(Einträge mit Punktannotationen in Bildern)
***

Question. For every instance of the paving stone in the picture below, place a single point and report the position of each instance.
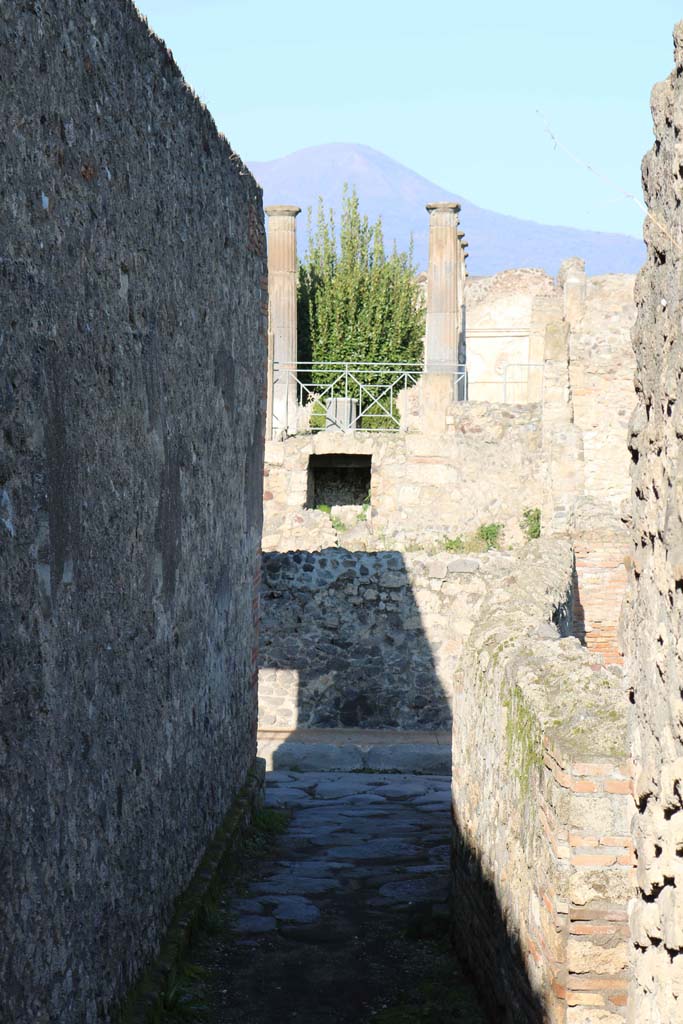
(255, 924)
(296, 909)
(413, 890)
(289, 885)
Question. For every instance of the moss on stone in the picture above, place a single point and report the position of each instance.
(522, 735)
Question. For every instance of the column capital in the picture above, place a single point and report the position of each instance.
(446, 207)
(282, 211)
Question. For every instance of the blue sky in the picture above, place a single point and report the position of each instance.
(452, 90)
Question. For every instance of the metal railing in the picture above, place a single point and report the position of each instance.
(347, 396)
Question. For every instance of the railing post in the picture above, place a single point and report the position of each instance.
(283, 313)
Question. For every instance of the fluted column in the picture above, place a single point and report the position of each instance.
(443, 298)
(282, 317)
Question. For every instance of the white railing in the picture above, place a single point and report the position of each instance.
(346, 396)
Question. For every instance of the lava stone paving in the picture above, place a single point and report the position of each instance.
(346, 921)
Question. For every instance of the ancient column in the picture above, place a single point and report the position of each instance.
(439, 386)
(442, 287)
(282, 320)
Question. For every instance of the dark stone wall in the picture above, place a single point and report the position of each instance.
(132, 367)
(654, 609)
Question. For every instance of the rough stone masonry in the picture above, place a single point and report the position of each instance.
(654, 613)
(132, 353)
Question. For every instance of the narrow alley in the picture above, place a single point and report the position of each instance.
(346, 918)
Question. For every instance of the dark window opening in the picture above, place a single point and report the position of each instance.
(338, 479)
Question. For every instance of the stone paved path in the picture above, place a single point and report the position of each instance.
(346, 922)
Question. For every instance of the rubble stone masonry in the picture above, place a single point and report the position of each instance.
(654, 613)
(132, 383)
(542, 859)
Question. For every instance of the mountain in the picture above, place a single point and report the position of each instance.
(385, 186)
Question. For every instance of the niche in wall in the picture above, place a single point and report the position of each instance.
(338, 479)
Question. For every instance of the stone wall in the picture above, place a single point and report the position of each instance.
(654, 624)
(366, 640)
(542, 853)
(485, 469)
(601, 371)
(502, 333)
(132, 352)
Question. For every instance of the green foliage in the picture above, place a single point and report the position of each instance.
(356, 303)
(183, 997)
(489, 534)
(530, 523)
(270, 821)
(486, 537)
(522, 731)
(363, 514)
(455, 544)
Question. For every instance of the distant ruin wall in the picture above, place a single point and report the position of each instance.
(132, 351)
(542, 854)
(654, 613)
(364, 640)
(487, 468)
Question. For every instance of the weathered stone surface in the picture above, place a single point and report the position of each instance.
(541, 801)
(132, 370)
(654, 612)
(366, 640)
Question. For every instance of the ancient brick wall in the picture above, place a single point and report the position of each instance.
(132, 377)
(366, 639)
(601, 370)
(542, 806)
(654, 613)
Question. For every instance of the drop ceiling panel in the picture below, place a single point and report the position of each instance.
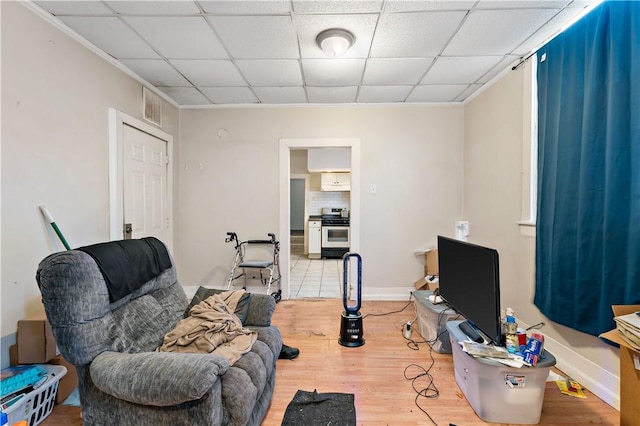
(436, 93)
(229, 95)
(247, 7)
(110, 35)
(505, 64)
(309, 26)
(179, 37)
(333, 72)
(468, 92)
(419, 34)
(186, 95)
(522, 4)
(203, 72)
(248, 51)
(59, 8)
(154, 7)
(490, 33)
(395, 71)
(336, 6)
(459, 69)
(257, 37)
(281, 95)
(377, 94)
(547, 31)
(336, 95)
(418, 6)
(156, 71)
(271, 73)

***

**Aufgabe:**
Wandle alle Einträge oben in eine Markdown-Tabelle mit den Spalten „Nr“ und „Inhalt“ um, eine Tabellenzeile pro Textzeile mit fortlaufender Nummer und ohne Leerzeilen. Die Bilder lässt du dabei weg.

**Antwort:**
| Nr | Inhalt |
|---|---|
| 1 | Question. For every instance of the paving stone in the picture below, place a single point and report the position of each instance. |
| 2 | (255, 924) |
| 3 | (296, 909) |
| 4 | (413, 890) |
| 5 | (289, 885) |
| 6 | Question. For every instance of the moss on stone in the picture above, place a single point and report the position of each instance. |
| 7 | (522, 735) |
| 8 | Question. For every instance of the column capital in the picture above, place a single point and report the position of each instance. |
| 9 | (446, 207) |
| 10 | (282, 211) |
| 11 | Question. For every instance of the blue sky in the picture above, place a single point and report the position of each instance. |
| 12 | (452, 90) |
| 13 | Question. For every instance of the metal railing in the picture above, place a single point and report the position of each instance. |
| 14 | (347, 396) |
| 15 | Question. For every instance of the railing post in the picture above, place a single point and report the position of each instance. |
| 16 | (283, 313) |
| 17 | Question. For every instance of the fluted column in the picture above, place a single point and report the position of each instance. |
| 18 | (443, 298) |
| 19 | (282, 317) |
| 20 | Question. For every instance of the white railing in the picture above, place a single point and report the position of each instance. |
| 21 | (346, 396) |
| 22 | Question. For every instance of the lava stone paving in the picture above, place a single point and report the position of each instance. |
| 23 | (346, 921) |
| 24 | Question. For every instance of the ancient column in the picture above, place a single point and report the position of each instance. |
| 25 | (439, 386) |
| 26 | (442, 287) |
| 27 | (282, 320) |
| 28 | Question. For every instance of the dark stone wall in the picture above, place a single point and report the position of each instance. |
| 29 | (132, 367) |
| 30 | (654, 609) |
| 31 | Question. For every instance of the rough stone masonry in the picture above, place a single point and report the position of each instance. |
| 32 | (654, 613) |
| 33 | (132, 353) |
| 34 | Question. For every instance of the narrow alley in the picture above, place a single point and report the position of each instance. |
| 35 | (346, 918) |
| 36 | Question. For every instance of the dark window opening in the picture above, place a single point and report the position of each instance. |
| 37 | (338, 479) |
| 38 | Question. For every instance of the stone paved path in the picture above, place a single point and report the position of each instance. |
| 39 | (346, 922) |
| 40 | Question. For every instance of the rubble stone masonry in the picture above, place a single point and report the position of each instance. |
| 41 | (654, 613) |
| 42 | (132, 383) |
| 43 | (542, 859) |
| 44 | Question. For every instance of the mountain in the picture above, place a single point and report the position of each instance. |
| 45 | (385, 186) |
| 46 | Question. For every instance of the niche in wall in the picture above, place a single point and report the position of each instance. |
| 47 | (338, 479) |
| 48 | Question. For every instance of the stone wall in the picture above, place a single point and report the position of each instance. |
| 49 | (654, 624) |
| 50 | (366, 640) |
| 51 | (542, 853) |
| 52 | (485, 469) |
| 53 | (601, 371) |
| 54 | (502, 333) |
| 55 | (132, 352) |
| 56 | Question. For every instance of the green foliage in the picture above, place a single point and report the position of each instance. |
| 57 | (356, 303) |
| 58 | (183, 997) |
| 59 | (489, 534) |
| 60 | (530, 523) |
| 61 | (270, 821) |
| 62 | (486, 537) |
| 63 | (522, 731) |
| 64 | (363, 514) |
| 65 | (455, 544) |
| 66 | Question. For every instance of the distant ruin wall in the picture above, place a single point and report the position of each instance. |
| 67 | (132, 351) |
| 68 | (542, 854) |
| 69 | (654, 613) |
| 70 | (364, 640) |
| 71 | (487, 468) |
| 72 | Question. For every instance of the weathered stone surface in the picture above, place a single point and report the position of each instance. |
| 73 | (541, 801) |
| 74 | (132, 370) |
| 75 | (654, 612) |
| 76 | (366, 640) |
| 77 | Question. For every instance of the ancient brick wall in the picture above, place a single point and report the position of each instance. |
| 78 | (132, 377) |
| 79 | (366, 639) |
| 80 | (601, 370) |
| 81 | (542, 806) |
| 82 | (654, 613) |
| 83 | Question. For every instance of the drop ceiling panel in the picture below, place a single point and report the position of each instance. |
| 84 | (436, 93) |
| 85 | (229, 95) |
| 86 | (247, 7) |
| 87 | (110, 35) |
| 88 | (505, 64) |
| 89 | (309, 26) |
| 90 | (179, 37) |
| 91 | (333, 72) |
| 92 | (468, 92) |
| 93 | (419, 34) |
| 94 | (186, 95) |
| 95 | (522, 4) |
| 96 | (203, 72) |
| 97 | (248, 51) |
| 98 | (59, 8) |
| 99 | (154, 7) |
| 100 | (490, 33) |
| 101 | (395, 71) |
| 102 | (336, 6) |
| 103 | (459, 69) |
| 104 | (257, 37) |
| 105 | (281, 95) |
| 106 | (377, 94) |
| 107 | (547, 31) |
| 108 | (336, 95) |
| 109 | (418, 6) |
| 110 | (156, 71) |
| 111 | (271, 73) |